Exercice court A:
Recopiez le passage de l'article sur le projet de loi pour la biodiversité qui commence par « - Le maintien » et se poursuit jusqu'à « seconde lecture ? ».

───── Texte fourni

C’était une étape redoutée par les défenseurs de la nature, tant le Sénat est associé, à leurs yeux, à un repaire de chasseurs peu enclins à la protection de la biodiversité. Mardi 26 janvier en début d’après-midi, la chambre haute a voté en première lecture, par 263 voix pour et 32 contre, le projet de loi « pour la reconquête de la biodiversité, de la nature et des paysages », après une semaine de débats soutenus, et parfois houleux. Dix mois après son passage à l’Assemblée nationale, ce texte, le premier d’envergure depuis la loi de 1976 sur la protection de la nature, devra ensuite revenir devant les parlementaires en deuxième lecture, pour une adoption définitive prévue avant la fin de l’année.
« Après la COP21, vous avez su transcender les clivages partisans pour rapprocher les points de vue en recherchant l’intérêt général de notre avenir commun, et en mettant la France très en avance sur les enjeux de la biodiversité et du climat », a déclaré, vendredi 22 janvier, la ministre de l’écologie, Ségolène Royal, dont c’est la seconde loi après celle sur la transition énergétique.
- Le maintien des grands principes
- Une Agence française pour la biodiversité bancale
- Des avancées sur l’huile de palme ou le préjudice écologique
- Des reculs importants sur la chasse ou les néonicotinoïdes
- Vers un accord en seconde lecture ?

──────────
───── Données fournies

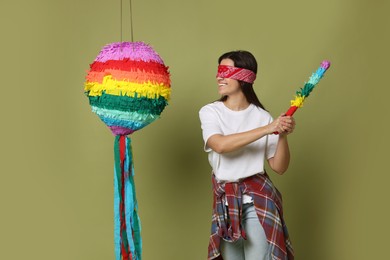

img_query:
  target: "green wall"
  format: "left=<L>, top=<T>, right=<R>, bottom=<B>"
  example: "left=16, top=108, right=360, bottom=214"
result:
left=0, top=0, right=390, bottom=260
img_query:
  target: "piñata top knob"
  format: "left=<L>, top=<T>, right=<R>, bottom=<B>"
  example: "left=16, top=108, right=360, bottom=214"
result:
left=84, top=42, right=171, bottom=135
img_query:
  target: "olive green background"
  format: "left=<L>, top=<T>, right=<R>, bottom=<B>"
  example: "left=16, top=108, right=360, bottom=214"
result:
left=0, top=0, right=390, bottom=260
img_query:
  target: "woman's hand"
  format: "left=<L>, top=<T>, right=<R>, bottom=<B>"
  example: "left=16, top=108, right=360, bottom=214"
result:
left=269, top=114, right=295, bottom=135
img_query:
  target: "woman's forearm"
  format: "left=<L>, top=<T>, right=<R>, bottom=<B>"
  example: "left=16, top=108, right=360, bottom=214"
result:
left=207, top=126, right=272, bottom=154
left=268, top=134, right=290, bottom=174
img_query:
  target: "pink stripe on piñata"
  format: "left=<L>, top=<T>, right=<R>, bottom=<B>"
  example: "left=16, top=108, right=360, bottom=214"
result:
left=86, top=70, right=171, bottom=87
left=95, top=42, right=164, bottom=64
left=110, top=126, right=135, bottom=135
left=321, top=60, right=330, bottom=70
left=90, top=58, right=168, bottom=74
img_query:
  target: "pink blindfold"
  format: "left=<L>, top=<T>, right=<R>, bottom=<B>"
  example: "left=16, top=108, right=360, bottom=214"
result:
left=217, top=65, right=256, bottom=84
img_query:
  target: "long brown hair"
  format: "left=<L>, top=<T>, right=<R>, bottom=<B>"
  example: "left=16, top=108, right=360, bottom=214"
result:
left=218, top=51, right=265, bottom=110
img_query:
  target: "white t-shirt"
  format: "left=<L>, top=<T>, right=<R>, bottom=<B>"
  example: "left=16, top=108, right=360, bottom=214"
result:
left=199, top=101, right=279, bottom=182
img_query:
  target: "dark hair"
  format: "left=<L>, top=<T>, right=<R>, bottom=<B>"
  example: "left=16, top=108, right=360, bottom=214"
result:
left=218, top=51, right=265, bottom=110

──────────

Exercice court B:
Repérez dans la liste toutes les lignes où figure le mot « pink », puis recopiez-les.

Corrigé A:
- Le maintien des grands principes
- Une Agence française pour la biodiversité bancale
- Des avancées sur l’huile de palme ou le préjudice écologique
- Des reculs importants sur la chasse ou les néonicotinoïdes
- Vers un accord en seconde lecture ?

Corrigé B:
  target: "pink stripe on piñata"
  target: "pink blindfold"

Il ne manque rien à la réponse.